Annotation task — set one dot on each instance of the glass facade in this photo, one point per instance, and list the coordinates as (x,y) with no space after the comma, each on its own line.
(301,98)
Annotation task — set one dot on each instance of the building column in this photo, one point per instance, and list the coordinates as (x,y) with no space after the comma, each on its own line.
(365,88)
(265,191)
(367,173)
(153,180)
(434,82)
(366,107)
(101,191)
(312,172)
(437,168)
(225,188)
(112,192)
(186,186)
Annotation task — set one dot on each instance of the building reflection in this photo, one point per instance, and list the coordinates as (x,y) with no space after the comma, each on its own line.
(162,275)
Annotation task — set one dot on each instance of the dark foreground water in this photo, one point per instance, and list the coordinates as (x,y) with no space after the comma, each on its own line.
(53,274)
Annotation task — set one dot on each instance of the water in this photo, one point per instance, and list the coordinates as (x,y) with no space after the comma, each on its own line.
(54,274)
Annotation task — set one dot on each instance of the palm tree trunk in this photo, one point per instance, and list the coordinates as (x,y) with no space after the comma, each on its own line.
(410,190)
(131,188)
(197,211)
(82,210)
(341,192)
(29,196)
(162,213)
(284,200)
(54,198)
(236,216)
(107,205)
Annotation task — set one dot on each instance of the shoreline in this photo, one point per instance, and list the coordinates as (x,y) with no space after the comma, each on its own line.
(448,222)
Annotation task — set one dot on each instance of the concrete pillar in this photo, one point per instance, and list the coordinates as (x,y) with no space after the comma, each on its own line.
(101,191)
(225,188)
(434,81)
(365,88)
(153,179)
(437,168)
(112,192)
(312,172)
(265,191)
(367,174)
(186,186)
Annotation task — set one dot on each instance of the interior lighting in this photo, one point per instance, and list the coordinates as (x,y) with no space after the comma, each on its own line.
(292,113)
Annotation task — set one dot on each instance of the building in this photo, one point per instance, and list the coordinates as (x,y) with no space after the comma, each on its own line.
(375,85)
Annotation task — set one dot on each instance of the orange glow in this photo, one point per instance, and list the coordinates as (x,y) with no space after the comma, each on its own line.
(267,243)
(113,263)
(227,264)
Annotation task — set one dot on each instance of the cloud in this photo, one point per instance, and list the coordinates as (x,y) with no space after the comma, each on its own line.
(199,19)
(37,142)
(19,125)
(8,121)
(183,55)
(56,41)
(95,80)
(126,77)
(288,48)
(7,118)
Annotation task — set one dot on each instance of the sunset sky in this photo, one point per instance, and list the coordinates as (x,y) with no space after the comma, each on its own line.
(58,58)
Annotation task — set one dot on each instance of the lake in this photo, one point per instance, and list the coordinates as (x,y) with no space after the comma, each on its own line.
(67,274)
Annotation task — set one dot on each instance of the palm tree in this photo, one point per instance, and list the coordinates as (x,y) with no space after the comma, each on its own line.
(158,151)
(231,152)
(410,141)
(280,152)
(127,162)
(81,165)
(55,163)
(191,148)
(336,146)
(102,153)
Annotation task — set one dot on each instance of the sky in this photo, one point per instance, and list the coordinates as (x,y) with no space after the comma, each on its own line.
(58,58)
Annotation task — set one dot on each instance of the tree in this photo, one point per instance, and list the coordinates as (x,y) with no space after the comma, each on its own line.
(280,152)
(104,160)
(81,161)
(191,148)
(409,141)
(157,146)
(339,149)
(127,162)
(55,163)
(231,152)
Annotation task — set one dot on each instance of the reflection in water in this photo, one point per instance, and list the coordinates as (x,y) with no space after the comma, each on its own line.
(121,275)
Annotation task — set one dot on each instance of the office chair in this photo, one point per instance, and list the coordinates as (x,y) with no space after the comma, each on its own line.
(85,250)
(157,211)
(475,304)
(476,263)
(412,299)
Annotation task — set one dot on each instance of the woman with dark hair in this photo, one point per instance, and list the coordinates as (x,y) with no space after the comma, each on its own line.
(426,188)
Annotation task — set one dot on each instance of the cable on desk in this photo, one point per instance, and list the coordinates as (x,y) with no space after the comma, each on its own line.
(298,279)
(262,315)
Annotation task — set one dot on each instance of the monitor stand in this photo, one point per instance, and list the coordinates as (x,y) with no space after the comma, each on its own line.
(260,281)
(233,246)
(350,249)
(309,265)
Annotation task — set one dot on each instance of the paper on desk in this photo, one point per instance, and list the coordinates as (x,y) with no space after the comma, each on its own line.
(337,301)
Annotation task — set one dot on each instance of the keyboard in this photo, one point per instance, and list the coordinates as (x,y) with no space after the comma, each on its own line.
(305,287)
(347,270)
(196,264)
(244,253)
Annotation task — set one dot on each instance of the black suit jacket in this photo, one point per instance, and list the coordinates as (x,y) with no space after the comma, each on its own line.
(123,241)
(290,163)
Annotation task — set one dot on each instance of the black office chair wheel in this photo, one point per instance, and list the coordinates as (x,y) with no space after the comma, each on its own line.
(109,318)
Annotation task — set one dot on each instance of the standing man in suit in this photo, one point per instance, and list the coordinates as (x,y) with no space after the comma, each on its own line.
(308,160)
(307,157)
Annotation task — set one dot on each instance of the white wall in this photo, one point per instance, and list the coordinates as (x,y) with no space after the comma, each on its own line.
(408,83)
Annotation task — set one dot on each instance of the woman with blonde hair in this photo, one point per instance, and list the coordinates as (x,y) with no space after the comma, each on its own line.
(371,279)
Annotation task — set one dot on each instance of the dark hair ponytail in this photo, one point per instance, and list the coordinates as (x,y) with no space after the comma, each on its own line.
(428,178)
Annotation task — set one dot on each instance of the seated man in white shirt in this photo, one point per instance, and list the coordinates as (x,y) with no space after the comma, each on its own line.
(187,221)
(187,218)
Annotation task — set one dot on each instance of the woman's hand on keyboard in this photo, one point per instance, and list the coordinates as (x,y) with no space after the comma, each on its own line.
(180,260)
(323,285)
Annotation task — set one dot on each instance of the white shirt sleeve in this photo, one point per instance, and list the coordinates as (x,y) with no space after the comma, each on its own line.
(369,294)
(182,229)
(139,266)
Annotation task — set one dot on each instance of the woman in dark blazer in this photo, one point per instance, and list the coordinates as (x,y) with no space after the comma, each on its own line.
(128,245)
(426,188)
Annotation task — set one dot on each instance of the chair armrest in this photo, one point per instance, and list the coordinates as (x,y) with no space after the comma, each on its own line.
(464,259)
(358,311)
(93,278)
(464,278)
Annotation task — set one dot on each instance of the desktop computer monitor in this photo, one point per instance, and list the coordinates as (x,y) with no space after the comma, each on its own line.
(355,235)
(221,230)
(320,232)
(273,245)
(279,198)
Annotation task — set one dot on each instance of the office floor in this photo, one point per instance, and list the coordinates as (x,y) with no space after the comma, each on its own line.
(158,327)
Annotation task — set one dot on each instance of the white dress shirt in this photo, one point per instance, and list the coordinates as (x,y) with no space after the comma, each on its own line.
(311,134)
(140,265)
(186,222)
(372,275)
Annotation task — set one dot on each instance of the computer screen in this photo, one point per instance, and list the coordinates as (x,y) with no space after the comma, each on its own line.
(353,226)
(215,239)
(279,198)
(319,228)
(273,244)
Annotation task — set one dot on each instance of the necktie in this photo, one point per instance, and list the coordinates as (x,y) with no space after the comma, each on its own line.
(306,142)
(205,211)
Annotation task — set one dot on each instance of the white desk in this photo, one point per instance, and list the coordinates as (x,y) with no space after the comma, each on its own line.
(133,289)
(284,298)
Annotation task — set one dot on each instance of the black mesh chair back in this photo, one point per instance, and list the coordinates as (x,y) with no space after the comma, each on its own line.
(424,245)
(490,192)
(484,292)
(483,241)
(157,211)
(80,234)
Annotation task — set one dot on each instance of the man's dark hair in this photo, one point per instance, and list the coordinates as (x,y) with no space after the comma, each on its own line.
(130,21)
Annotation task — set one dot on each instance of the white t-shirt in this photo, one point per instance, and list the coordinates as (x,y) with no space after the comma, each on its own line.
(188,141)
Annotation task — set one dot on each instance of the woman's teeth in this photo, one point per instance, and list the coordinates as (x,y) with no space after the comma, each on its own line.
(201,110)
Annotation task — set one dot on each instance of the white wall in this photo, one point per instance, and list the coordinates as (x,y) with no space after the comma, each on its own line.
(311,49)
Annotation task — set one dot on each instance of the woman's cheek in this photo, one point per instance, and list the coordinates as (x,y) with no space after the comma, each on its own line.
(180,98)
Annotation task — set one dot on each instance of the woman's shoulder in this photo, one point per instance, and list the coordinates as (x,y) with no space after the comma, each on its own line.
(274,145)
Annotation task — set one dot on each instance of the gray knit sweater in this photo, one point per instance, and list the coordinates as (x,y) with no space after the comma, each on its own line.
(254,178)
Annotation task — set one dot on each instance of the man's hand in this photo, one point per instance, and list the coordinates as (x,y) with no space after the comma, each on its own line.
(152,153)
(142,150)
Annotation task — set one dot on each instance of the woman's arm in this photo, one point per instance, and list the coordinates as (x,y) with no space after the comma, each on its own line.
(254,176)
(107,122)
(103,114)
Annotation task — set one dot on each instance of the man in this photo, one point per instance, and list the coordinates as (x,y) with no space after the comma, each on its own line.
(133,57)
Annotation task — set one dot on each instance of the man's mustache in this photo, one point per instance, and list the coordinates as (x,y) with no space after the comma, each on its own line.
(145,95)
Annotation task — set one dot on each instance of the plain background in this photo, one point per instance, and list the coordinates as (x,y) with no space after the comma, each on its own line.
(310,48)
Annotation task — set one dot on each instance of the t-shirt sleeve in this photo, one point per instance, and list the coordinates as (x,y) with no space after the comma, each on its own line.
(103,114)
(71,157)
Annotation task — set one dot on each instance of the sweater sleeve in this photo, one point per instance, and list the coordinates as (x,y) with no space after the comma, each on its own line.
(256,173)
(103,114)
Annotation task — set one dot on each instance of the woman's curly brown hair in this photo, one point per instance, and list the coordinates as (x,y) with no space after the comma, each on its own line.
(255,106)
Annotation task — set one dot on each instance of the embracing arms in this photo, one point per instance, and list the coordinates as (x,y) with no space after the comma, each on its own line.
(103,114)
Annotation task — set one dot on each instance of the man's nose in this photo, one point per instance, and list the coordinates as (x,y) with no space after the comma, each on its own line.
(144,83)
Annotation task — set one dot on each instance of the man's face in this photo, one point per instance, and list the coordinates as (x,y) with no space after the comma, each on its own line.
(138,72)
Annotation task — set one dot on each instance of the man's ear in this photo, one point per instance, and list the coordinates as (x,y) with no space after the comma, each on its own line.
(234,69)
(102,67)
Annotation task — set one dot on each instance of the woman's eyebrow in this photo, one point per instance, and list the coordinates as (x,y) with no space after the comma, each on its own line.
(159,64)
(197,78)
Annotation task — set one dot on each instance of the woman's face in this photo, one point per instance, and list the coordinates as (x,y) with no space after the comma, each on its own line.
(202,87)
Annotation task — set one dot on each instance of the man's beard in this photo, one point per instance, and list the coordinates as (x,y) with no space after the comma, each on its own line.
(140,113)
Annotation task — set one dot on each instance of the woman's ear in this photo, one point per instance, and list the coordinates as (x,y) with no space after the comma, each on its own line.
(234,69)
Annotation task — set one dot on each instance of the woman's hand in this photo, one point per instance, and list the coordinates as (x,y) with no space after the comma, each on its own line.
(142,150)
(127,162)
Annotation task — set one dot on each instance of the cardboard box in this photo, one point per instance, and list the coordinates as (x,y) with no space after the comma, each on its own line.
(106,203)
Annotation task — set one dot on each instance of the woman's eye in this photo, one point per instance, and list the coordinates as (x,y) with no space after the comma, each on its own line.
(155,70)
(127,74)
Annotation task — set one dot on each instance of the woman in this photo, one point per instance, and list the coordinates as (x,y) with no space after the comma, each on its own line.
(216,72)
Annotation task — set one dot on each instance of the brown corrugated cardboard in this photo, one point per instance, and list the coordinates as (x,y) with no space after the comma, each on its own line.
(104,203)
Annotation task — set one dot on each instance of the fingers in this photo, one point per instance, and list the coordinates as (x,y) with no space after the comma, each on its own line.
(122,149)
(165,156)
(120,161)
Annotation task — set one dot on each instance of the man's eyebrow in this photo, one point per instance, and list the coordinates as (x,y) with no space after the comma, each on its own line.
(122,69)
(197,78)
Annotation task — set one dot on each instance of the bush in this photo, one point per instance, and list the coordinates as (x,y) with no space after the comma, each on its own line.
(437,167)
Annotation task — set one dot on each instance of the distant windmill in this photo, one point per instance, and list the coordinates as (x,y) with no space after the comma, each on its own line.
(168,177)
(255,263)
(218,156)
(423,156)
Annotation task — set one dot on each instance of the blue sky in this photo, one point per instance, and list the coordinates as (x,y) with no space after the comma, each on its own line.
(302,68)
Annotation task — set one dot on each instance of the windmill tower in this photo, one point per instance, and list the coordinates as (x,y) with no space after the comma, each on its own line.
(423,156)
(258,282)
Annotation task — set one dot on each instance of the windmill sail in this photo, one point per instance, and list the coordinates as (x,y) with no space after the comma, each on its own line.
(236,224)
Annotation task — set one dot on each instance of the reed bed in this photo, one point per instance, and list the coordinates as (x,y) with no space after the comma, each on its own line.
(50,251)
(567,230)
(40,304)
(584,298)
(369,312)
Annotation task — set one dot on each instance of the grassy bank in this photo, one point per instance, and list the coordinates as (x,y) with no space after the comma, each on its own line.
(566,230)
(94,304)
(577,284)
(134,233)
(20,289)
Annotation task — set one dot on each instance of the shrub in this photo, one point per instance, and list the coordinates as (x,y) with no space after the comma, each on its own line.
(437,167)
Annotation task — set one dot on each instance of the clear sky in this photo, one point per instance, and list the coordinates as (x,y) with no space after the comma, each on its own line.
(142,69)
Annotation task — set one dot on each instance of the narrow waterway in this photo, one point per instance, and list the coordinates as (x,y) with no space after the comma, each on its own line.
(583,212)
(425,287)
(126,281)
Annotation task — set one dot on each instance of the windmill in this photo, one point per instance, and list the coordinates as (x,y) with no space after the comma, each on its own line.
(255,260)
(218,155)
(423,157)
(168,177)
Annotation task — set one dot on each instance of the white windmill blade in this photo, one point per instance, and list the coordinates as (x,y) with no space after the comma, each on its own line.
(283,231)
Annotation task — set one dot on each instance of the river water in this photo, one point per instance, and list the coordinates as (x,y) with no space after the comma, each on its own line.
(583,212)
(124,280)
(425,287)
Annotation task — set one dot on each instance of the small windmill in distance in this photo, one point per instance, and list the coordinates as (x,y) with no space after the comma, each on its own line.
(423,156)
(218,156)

◆ ◆ ◆

### TASK DESCRIPTION
Reproduce exactly the lines from the one containing "of the reed" through the last line of the records above, including both, and nothing else.

### OUTPUT BELOW
Annotation task — set one dot on each instance of the reed bed in this photo, one point per instance, and list the coordinates as (x,y) with no space after the comma, each on its own line.
(50,251)
(567,230)
(40,304)
(584,298)
(369,312)
Annotation task — set one dot on each instance of the grassy bank in this photo, one point per instance, and list the coordinates as (x,y) with no space after the comma, each on its own line.
(566,230)
(94,304)
(577,284)
(134,233)
(20,289)
Annotation task — set one dot on each instance of the shrub in this photo, one point per instance, and list the coordinates as (x,y) with no space after the comma, each on its own line.
(437,167)
Annotation task — set one dot on each instance of the clear sky in this photo, one point per instance, and list the coordinates as (x,y) with no space after the comma, each on its own line.
(142,69)
Annotation task — set one dot on each instance of the narrow waterway in this photo, one point per instance, and list the coordinates as (x,y) with no space after the comma, each on its own line.
(583,212)
(425,287)
(126,281)
Annotation task — set one dot on each instance of the windmill in this photo, one point per instance, and list the coordinates as (x,y) with no space after the comma, each on its own line.
(255,260)
(218,155)
(423,157)
(168,177)
Annotation task — set one dot on each instance of the white windmill blade in this photo, one point per instance, and list the coordinates as (x,y) with no space after the comma, each on its own line.
(283,231)
Annotation task — set one dot on each instance of the river water in this photo, one point per instance, and list the coordinates as (x,y) with no space after the comma, each on its own line.
(583,212)
(124,280)
(425,287)
Annotation task — set one dot on each instance of the small windmill in distance in this photo, one point per instance, and list the coordinates as (x,y) with no space after the comma, each on its own line.
(423,156)
(218,156)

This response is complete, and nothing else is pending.